* Data to use
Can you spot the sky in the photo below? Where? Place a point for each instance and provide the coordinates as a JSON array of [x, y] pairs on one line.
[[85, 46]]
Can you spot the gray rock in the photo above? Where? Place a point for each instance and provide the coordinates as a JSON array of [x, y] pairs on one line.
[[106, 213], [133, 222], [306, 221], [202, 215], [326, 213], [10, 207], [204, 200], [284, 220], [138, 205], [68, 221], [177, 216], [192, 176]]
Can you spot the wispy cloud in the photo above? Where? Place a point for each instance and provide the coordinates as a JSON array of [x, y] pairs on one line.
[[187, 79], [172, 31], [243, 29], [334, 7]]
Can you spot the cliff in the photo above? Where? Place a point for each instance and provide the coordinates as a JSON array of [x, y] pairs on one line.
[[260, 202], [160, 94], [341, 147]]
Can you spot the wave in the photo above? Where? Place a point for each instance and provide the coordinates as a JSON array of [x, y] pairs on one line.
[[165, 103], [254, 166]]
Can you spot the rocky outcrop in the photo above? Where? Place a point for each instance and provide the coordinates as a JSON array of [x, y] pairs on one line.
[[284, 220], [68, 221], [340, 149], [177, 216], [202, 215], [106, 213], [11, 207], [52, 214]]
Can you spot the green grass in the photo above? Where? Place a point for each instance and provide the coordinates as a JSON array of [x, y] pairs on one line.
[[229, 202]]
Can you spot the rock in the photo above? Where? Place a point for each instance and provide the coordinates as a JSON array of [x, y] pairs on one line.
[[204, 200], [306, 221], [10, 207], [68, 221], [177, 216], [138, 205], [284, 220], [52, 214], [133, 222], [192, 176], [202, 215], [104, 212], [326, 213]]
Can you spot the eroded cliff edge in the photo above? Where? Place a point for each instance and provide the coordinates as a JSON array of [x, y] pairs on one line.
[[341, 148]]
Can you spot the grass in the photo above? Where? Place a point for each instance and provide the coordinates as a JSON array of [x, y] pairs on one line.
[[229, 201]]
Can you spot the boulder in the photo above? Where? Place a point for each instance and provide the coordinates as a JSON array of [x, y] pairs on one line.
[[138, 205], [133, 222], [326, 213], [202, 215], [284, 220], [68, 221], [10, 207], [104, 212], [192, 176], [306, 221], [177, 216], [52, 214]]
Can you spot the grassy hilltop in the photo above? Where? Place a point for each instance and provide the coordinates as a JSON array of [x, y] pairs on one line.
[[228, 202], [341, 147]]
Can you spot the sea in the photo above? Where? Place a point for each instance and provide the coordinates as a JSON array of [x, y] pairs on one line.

* Problem description
Reproduce the lines above verbatim, beginning with the line that contains "Can you spot the grass in" and continuing through the line that contains "[[228, 202], [341, 147]]", with both of those lines included.

* Task result
Can you spot the grass in the photo above? Where? Place a point for each instance and provide the coordinates as a JSON array of [x, y] pairs on one line.
[[229, 201]]
Can you spot the boulder in the photo above? Where? Place a point for each instance and provide the coordinates as a JSON array of [x, y] pairs on one line.
[[138, 205], [133, 222], [326, 213], [202, 215], [284, 220], [68, 221], [10, 207], [104, 212], [192, 176], [306, 221], [177, 216], [52, 214]]
Can you spot the grassy hilltop in the photo above? Where? Place a point for each instance and provide the coordinates as a JSON array of [x, y] pairs on one line.
[[228, 202], [341, 147]]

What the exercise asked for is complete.